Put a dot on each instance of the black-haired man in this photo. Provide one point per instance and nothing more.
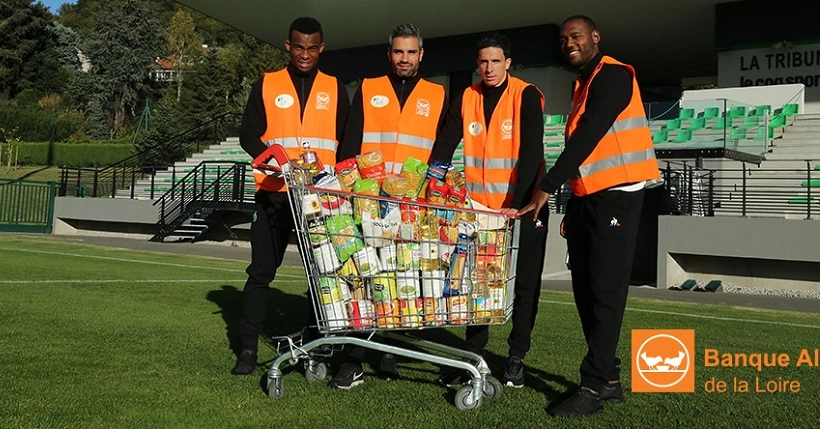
(288, 107)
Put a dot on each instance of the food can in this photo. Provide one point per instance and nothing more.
(361, 314)
(311, 207)
(388, 257)
(408, 256)
(457, 309)
(387, 314)
(408, 285)
(410, 313)
(432, 283)
(326, 259)
(384, 287)
(367, 261)
(335, 315)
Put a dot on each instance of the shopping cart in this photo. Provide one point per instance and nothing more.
(379, 265)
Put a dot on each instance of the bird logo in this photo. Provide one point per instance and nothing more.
(662, 361)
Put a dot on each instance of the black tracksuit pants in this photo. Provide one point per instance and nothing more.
(532, 247)
(601, 231)
(270, 232)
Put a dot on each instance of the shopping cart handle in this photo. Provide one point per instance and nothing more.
(275, 153)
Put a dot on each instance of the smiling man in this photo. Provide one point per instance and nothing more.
(501, 122)
(608, 158)
(400, 115)
(287, 107)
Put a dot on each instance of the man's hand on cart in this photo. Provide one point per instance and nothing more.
(271, 160)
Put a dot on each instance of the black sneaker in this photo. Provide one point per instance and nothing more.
(388, 369)
(455, 378)
(612, 392)
(582, 403)
(245, 362)
(514, 372)
(349, 376)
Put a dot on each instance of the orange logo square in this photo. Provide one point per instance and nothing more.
(663, 360)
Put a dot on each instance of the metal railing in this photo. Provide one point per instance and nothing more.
(779, 188)
(106, 181)
(227, 185)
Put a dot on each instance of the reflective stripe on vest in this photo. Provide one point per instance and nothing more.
(625, 153)
(491, 150)
(400, 133)
(286, 125)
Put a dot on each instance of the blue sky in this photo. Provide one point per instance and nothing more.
(54, 5)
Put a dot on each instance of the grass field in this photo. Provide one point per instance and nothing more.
(94, 337)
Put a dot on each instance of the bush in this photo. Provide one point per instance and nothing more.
(70, 154)
(36, 124)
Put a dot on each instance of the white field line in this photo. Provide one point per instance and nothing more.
(134, 281)
(137, 261)
(699, 316)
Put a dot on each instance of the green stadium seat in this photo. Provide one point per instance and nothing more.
(660, 136)
(802, 199)
(777, 121)
(711, 112)
(789, 109)
(738, 134)
(761, 133)
(672, 124)
(750, 122)
(683, 136)
(736, 112)
(721, 123)
(761, 110)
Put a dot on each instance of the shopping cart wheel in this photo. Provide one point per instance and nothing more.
(464, 399)
(275, 387)
(315, 371)
(492, 387)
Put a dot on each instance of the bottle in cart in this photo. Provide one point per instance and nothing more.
(429, 248)
(310, 159)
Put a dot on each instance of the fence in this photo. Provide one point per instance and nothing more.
(26, 206)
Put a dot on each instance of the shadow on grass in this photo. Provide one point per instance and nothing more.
(287, 313)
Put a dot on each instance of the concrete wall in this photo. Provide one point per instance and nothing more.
(107, 214)
(751, 252)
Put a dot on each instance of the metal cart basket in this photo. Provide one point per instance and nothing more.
(377, 264)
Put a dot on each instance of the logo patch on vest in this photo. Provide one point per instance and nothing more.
(474, 128)
(283, 101)
(506, 129)
(322, 101)
(423, 108)
(379, 101)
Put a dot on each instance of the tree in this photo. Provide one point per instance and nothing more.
(23, 46)
(185, 46)
(121, 46)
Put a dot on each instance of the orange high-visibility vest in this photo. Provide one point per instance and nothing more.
(400, 133)
(287, 127)
(491, 150)
(625, 154)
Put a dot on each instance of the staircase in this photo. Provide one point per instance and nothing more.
(220, 157)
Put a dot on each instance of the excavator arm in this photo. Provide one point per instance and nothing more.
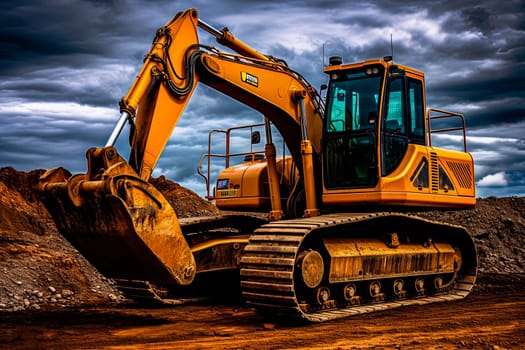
(118, 220)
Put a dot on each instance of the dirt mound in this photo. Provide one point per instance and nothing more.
(40, 269)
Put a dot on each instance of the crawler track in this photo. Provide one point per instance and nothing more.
(268, 272)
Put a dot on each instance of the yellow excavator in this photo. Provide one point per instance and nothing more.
(330, 235)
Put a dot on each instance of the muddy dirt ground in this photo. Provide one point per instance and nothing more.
(52, 298)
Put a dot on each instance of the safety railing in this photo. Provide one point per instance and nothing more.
(440, 114)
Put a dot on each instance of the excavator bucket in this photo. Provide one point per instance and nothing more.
(120, 223)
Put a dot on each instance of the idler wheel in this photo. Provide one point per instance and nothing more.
(322, 295)
(375, 289)
(311, 267)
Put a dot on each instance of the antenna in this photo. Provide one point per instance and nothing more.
(391, 48)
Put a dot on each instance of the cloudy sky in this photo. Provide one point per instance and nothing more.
(64, 65)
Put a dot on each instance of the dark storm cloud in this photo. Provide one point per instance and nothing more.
(64, 66)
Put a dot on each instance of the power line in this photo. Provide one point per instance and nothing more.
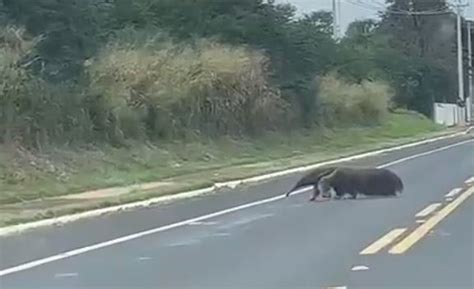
(379, 7)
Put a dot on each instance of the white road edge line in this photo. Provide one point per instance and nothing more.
(428, 210)
(470, 180)
(123, 239)
(453, 193)
(94, 213)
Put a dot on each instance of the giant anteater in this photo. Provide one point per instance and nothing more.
(312, 179)
(352, 181)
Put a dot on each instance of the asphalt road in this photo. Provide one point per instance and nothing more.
(284, 243)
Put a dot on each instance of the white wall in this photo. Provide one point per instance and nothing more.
(448, 114)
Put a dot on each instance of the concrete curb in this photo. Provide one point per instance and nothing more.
(210, 190)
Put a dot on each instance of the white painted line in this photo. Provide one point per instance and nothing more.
(123, 239)
(453, 193)
(381, 243)
(428, 210)
(231, 184)
(470, 180)
(65, 275)
(144, 258)
(202, 223)
(360, 268)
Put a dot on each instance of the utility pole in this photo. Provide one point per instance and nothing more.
(469, 59)
(459, 52)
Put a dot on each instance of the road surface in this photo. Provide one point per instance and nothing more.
(257, 239)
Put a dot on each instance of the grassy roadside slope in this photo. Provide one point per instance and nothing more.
(39, 186)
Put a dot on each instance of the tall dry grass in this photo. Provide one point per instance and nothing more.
(32, 112)
(352, 103)
(160, 88)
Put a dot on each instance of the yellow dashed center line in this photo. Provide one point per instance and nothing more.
(383, 241)
(428, 210)
(405, 244)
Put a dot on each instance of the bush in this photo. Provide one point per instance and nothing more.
(344, 103)
(160, 88)
(33, 112)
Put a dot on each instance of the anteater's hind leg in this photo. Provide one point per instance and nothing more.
(316, 193)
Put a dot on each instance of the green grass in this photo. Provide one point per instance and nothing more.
(25, 176)
(45, 178)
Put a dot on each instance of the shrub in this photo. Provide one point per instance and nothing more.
(162, 88)
(33, 112)
(344, 103)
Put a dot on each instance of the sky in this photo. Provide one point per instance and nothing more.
(350, 11)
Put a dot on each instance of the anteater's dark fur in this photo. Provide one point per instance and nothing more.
(352, 181)
(312, 179)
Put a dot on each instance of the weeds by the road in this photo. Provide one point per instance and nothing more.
(173, 167)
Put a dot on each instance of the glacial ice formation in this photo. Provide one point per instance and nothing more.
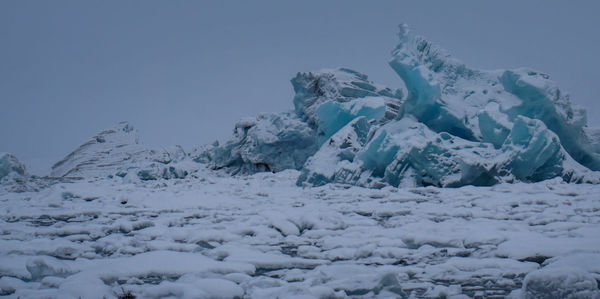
(448, 126)
(269, 142)
(10, 165)
(118, 152)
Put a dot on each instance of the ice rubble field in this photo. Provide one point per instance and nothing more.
(328, 200)
(261, 236)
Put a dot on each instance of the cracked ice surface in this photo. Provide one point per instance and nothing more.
(211, 235)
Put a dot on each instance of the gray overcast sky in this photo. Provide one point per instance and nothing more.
(183, 72)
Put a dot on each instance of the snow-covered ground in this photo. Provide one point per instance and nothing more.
(261, 236)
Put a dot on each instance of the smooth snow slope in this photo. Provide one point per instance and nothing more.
(215, 236)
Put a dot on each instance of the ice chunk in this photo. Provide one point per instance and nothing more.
(341, 85)
(332, 115)
(116, 152)
(334, 162)
(269, 142)
(448, 96)
(559, 283)
(10, 164)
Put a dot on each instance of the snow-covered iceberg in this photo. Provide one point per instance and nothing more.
(448, 125)
(10, 166)
(117, 152)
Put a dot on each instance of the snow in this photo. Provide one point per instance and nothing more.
(447, 126)
(338, 198)
(212, 235)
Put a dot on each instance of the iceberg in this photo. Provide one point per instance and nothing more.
(447, 126)
(269, 142)
(10, 165)
(118, 152)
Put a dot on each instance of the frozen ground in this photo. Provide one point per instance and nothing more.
(261, 236)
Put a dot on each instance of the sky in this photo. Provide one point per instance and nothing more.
(183, 72)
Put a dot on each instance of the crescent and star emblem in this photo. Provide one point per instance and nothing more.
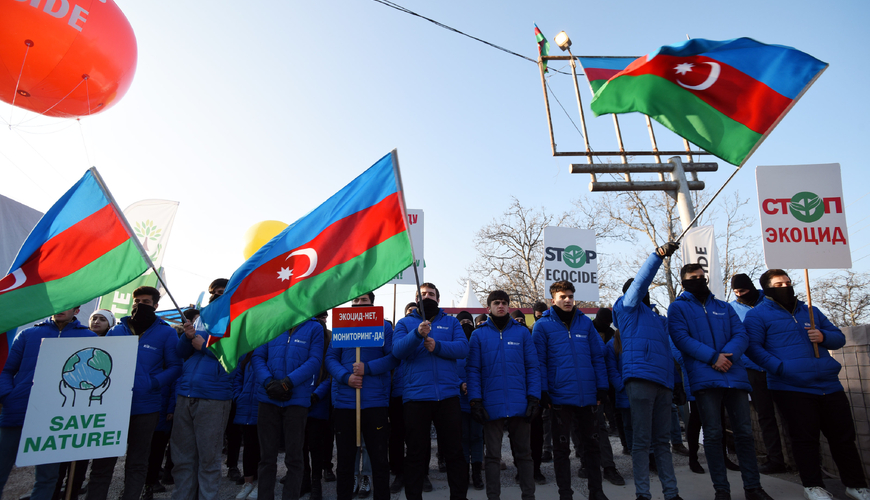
(20, 278)
(286, 273)
(684, 68)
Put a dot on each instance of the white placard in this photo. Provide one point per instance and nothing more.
(699, 247)
(570, 255)
(79, 407)
(415, 227)
(803, 218)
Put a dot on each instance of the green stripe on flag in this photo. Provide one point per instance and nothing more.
(110, 271)
(266, 321)
(679, 110)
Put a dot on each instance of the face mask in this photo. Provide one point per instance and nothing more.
(784, 296)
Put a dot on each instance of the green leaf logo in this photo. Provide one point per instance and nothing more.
(574, 256)
(806, 207)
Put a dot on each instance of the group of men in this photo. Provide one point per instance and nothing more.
(505, 373)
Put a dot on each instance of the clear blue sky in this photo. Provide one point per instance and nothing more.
(248, 111)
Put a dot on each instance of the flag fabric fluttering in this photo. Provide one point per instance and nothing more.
(80, 249)
(543, 45)
(725, 97)
(352, 244)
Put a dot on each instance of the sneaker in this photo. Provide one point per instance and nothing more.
(398, 484)
(759, 494)
(858, 493)
(817, 493)
(365, 487)
(246, 490)
(612, 475)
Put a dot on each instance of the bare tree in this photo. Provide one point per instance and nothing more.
(845, 297)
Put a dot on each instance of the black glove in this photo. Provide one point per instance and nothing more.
(667, 249)
(546, 402)
(478, 412)
(533, 409)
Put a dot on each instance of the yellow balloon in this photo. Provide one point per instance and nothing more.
(259, 234)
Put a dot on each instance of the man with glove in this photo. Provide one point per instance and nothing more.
(573, 384)
(504, 383)
(285, 369)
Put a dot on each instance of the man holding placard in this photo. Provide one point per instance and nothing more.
(368, 372)
(806, 388)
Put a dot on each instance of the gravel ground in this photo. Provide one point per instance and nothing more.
(21, 479)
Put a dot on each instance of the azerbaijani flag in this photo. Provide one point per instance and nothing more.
(350, 245)
(80, 249)
(543, 45)
(725, 97)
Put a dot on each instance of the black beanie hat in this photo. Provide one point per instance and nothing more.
(739, 281)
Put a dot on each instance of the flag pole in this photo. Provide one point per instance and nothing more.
(133, 236)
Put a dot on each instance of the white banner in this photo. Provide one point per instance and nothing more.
(570, 255)
(803, 219)
(699, 247)
(79, 406)
(415, 227)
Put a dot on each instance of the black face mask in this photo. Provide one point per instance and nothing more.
(429, 308)
(749, 298)
(698, 288)
(141, 317)
(784, 296)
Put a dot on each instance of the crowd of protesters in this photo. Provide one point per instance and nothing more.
(473, 379)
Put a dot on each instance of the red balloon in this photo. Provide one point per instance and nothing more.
(65, 58)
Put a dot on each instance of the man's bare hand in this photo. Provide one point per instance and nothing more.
(815, 335)
(723, 364)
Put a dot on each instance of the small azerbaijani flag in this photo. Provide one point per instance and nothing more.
(725, 97)
(543, 45)
(80, 249)
(350, 245)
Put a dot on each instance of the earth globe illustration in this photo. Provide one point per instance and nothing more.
(87, 369)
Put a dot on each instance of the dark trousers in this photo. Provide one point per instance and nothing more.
(139, 435)
(563, 417)
(518, 432)
(447, 417)
(397, 436)
(764, 408)
(315, 433)
(271, 420)
(807, 414)
(375, 430)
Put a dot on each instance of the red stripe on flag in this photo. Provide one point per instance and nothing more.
(733, 93)
(71, 250)
(382, 220)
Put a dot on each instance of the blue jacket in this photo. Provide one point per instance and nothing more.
(503, 369)
(741, 309)
(378, 361)
(429, 376)
(702, 332)
(645, 348)
(16, 379)
(778, 341)
(571, 360)
(245, 391)
(202, 375)
(157, 363)
(614, 374)
(297, 356)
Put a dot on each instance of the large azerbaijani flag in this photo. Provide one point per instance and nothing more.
(725, 97)
(80, 249)
(352, 244)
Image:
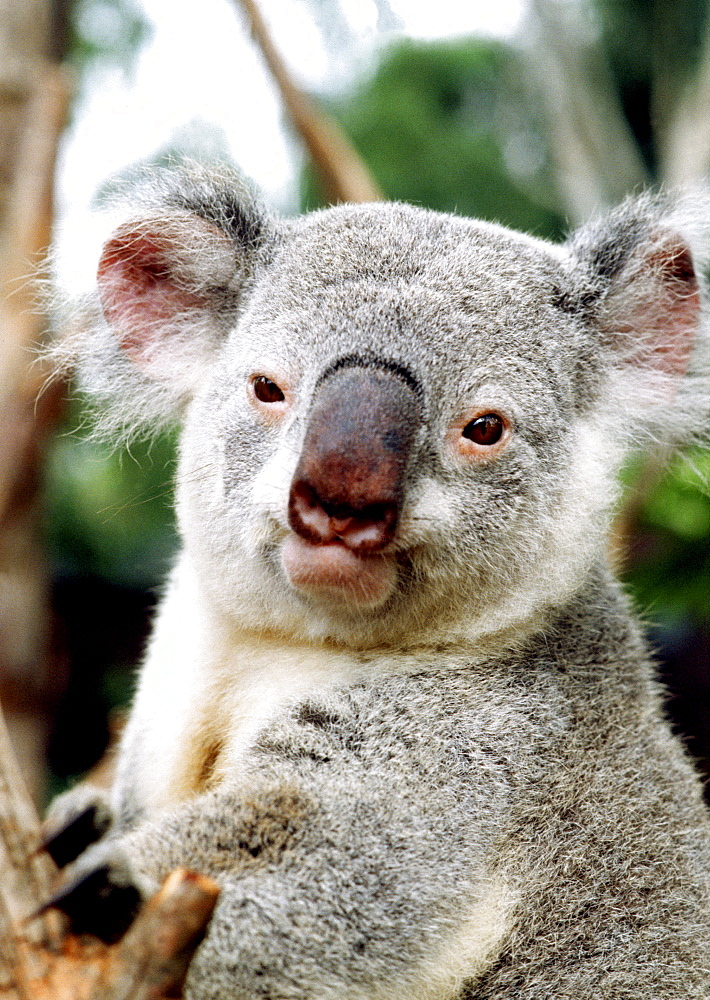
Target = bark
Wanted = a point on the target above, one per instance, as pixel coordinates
(341, 171)
(29, 677)
(40, 960)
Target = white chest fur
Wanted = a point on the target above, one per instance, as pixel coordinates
(206, 692)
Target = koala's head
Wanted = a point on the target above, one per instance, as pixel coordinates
(397, 424)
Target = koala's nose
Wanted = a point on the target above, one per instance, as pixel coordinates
(349, 482)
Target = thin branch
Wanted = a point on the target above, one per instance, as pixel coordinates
(596, 156)
(342, 172)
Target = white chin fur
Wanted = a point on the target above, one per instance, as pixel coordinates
(335, 573)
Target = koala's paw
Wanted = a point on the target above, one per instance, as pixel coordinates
(76, 820)
(102, 894)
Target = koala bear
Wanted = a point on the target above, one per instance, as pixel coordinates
(395, 701)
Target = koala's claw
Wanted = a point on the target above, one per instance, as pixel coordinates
(65, 844)
(103, 902)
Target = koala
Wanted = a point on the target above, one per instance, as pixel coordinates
(395, 701)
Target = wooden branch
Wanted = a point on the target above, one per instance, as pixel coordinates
(28, 234)
(596, 156)
(39, 960)
(342, 172)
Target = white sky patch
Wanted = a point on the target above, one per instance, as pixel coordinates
(201, 64)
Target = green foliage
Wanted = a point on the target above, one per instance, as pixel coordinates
(669, 562)
(106, 32)
(110, 513)
(652, 47)
(449, 126)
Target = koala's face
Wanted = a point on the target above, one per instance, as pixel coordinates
(397, 436)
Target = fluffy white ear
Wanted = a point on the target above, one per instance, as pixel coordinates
(170, 285)
(644, 293)
(651, 313)
(165, 283)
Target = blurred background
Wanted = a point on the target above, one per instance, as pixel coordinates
(535, 114)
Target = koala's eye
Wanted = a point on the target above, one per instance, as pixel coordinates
(485, 430)
(267, 391)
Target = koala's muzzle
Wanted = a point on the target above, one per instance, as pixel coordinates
(349, 483)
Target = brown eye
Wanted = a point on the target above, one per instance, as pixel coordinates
(267, 391)
(485, 430)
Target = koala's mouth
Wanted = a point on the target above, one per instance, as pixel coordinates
(332, 571)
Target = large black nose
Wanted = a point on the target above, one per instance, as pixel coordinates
(349, 481)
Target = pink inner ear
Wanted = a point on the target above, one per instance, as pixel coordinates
(140, 291)
(680, 299)
(657, 308)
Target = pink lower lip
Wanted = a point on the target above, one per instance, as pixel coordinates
(335, 571)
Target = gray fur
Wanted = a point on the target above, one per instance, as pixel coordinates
(467, 790)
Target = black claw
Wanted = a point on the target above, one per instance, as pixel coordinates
(100, 903)
(65, 845)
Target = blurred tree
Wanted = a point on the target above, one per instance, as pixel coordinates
(451, 126)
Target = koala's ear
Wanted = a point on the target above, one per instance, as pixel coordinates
(644, 297)
(171, 281)
(167, 283)
(651, 312)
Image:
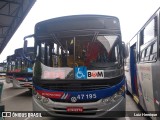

-=-=-

▶ [WHAT YOU ARE ASKED TO DO]
Copy out each line above that contains the word "dark", matching its case.

▶ [SOLUTION FOR THIS PROBLEM]
Put a dot on each instance of the dark storm cloud in this photo. Provide one point per instance and nothing more.
Put a dot on each instance of the anteater's dark fur in this photo. Provide one point per instance and nothing more.
Put a dot on each instance of the dark trousers in this photo. Provide one point per instance and nothing more.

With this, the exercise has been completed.